Records supplied below:

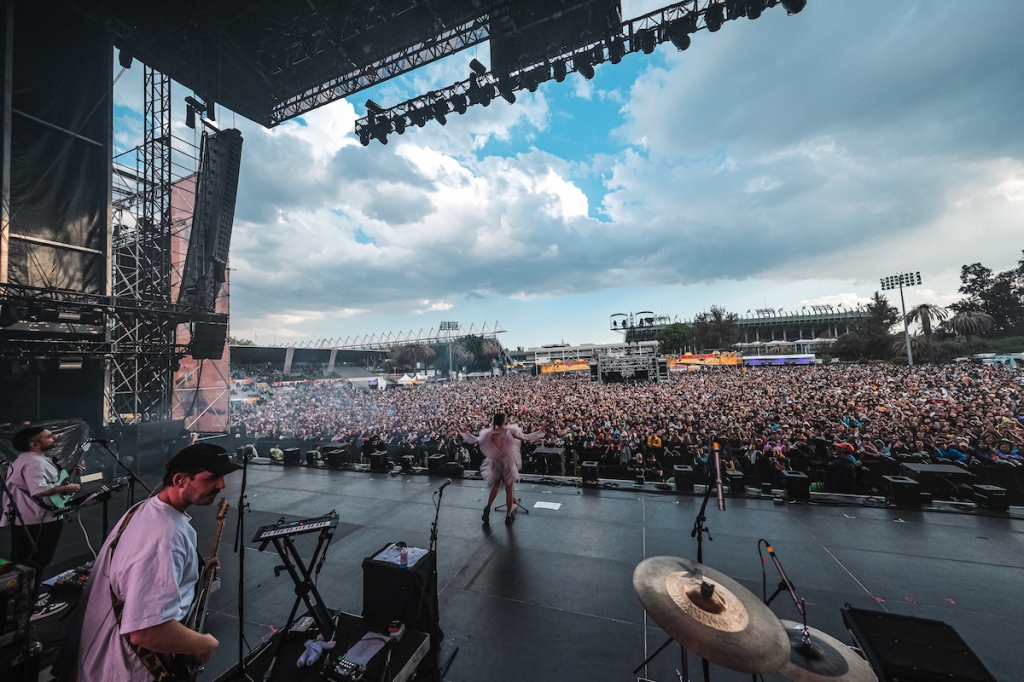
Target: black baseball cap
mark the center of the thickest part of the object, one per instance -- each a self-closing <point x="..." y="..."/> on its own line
<point x="203" y="457"/>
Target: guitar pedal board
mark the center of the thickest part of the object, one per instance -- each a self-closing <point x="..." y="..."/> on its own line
<point x="344" y="671"/>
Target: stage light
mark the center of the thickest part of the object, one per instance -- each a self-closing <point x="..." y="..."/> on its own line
<point x="615" y="50"/>
<point x="506" y="88"/>
<point x="647" y="41"/>
<point x="679" y="35"/>
<point x="584" y="67"/>
<point x="439" y="109"/>
<point x="560" y="71"/>
<point x="714" y="16"/>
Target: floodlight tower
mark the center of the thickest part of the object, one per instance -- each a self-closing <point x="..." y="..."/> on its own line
<point x="449" y="326"/>
<point x="899" y="281"/>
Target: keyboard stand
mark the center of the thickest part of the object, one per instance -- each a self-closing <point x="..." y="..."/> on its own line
<point x="305" y="588"/>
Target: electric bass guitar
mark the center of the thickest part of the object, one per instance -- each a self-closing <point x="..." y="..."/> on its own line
<point x="59" y="502"/>
<point x="181" y="668"/>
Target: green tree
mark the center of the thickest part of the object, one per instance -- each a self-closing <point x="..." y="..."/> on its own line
<point x="715" y="329"/>
<point x="673" y="339"/>
<point x="876" y="340"/>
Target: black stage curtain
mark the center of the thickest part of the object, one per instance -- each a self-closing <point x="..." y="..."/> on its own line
<point x="59" y="147"/>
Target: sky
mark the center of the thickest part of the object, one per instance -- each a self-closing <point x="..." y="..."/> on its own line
<point x="780" y="163"/>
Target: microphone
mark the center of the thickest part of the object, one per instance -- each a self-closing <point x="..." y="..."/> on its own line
<point x="718" y="469"/>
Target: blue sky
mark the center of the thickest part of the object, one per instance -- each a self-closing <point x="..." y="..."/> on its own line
<point x="780" y="162"/>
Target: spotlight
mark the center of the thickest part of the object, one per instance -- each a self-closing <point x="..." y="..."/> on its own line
<point x="439" y="110"/>
<point x="648" y="41"/>
<point x="560" y="71"/>
<point x="507" y="89"/>
<point x="714" y="16"/>
<point x="679" y="35"/>
<point x="615" y="50"/>
<point x="585" y="68"/>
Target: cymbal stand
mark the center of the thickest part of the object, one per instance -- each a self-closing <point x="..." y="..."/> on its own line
<point x="698" y="531"/>
<point x="784" y="584"/>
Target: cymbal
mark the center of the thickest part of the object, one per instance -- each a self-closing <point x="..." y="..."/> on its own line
<point x="827" y="659"/>
<point x="730" y="627"/>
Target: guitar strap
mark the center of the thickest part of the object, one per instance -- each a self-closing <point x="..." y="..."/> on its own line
<point x="150" y="658"/>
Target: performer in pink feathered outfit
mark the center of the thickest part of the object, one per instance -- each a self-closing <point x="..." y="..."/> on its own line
<point x="500" y="444"/>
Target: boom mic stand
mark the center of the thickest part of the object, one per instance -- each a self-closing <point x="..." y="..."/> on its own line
<point x="698" y="531"/>
<point x="132" y="476"/>
<point x="240" y="549"/>
<point x="784" y="584"/>
<point x="439" y="669"/>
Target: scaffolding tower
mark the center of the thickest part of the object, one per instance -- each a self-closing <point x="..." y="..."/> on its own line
<point x="140" y="369"/>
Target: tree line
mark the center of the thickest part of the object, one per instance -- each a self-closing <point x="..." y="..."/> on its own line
<point x="988" y="318"/>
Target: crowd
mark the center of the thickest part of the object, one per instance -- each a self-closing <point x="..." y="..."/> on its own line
<point x="965" y="414"/>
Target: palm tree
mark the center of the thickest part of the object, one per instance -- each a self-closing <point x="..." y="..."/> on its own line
<point x="921" y="345"/>
<point x="971" y="323"/>
<point x="926" y="312"/>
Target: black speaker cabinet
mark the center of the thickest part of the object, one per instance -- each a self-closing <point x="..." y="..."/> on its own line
<point x="991" y="497"/>
<point x="798" y="485"/>
<point x="684" y="478"/>
<point x="735" y="481"/>
<point x="903" y="492"/>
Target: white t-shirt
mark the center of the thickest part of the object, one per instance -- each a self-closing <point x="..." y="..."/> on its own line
<point x="154" y="570"/>
<point x="30" y="474"/>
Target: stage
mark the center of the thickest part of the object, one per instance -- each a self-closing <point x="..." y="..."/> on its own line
<point x="551" y="597"/>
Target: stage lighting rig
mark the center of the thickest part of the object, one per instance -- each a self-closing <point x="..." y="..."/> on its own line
<point x="675" y="23"/>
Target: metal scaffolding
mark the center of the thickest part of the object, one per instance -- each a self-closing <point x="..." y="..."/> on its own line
<point x="139" y="384"/>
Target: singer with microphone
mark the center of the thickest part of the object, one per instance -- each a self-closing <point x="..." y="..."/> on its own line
<point x="33" y="476"/>
<point x="500" y="444"/>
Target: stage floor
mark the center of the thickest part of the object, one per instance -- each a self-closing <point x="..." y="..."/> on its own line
<point x="551" y="597"/>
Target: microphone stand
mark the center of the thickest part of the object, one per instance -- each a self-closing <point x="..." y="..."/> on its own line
<point x="440" y="670"/>
<point x="132" y="477"/>
<point x="698" y="531"/>
<point x="240" y="549"/>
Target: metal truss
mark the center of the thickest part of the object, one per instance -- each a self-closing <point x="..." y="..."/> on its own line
<point x="139" y="384"/>
<point x="386" y="341"/>
<point x="642" y="34"/>
<point x="437" y="47"/>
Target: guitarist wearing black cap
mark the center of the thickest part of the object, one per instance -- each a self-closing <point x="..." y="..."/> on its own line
<point x="144" y="579"/>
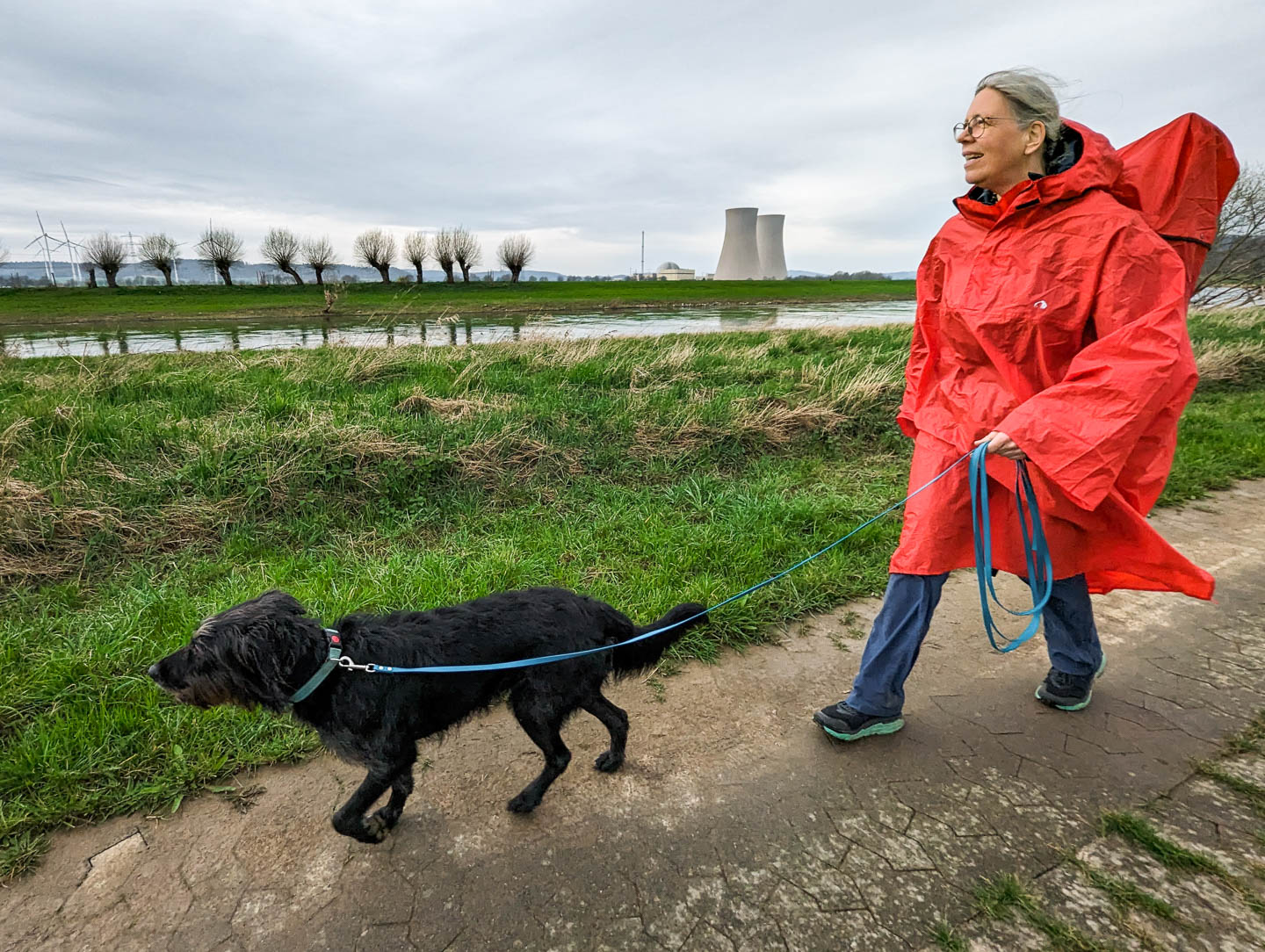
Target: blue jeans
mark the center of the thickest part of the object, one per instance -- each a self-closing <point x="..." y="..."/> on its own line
<point x="902" y="622"/>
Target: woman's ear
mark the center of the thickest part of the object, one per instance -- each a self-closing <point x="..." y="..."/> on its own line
<point x="1035" y="138"/>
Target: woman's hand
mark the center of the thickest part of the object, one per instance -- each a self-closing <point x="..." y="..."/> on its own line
<point x="1002" y="445"/>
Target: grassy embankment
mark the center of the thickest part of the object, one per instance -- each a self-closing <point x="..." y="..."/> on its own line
<point x="142" y="494"/>
<point x="45" y="307"/>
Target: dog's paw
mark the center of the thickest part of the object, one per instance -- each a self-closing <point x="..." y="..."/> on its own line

End of Records supplied.

▸ **Task instructions**
Only a number is expected in response: how many lines of the records above include the word "scaffolding".

▸ **Answer to the problem**
2